* Exercise directions
The response should consist solely of the lines running from the line with "box: [224, 10, 246, 28]" to the end of the data, retyped exactly.

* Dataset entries
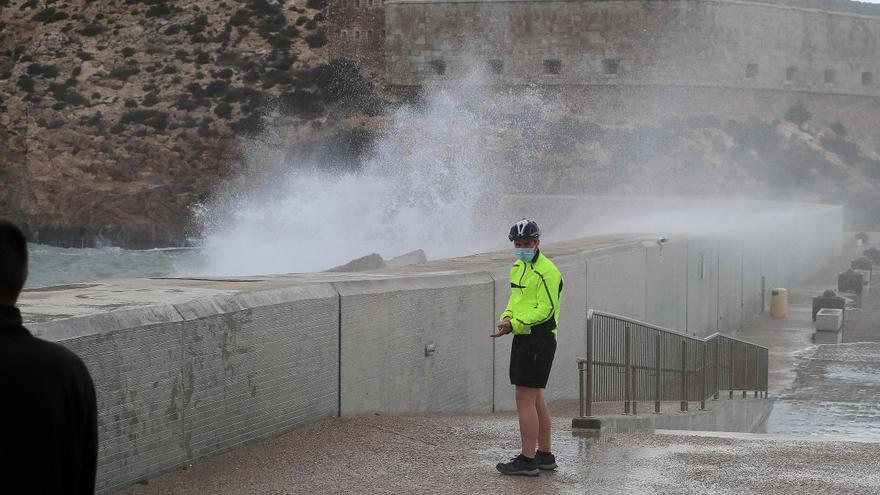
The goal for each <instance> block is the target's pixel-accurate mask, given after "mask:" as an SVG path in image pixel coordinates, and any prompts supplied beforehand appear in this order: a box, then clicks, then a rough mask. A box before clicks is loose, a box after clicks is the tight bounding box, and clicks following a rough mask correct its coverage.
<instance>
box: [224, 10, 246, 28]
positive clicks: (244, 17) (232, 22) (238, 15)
mask: <svg viewBox="0 0 880 495" xmlns="http://www.w3.org/2000/svg"><path fill="white" fill-rule="evenodd" d="M249 19H250V15H249V14H248V13H247V11H246V10H245V9H238V10H236V11H235V13H234V14H232V17H230V18H229V21H227V24H228V25H230V26H244V25H245V24H247V23H248V20H249Z"/></svg>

* Result of this exercise
box: [224, 10, 246, 28]
positive clicks: (244, 17) (232, 22) (238, 15)
mask: <svg viewBox="0 0 880 495" xmlns="http://www.w3.org/2000/svg"><path fill="white" fill-rule="evenodd" d="M249 19H250V15H249V14H248V13H247V11H246V10H245V9H238V10H236V11H235V13H234V14H232V17H230V18H229V21H227V24H228V25H230V26H244V25H245V24H247V23H248V20H249Z"/></svg>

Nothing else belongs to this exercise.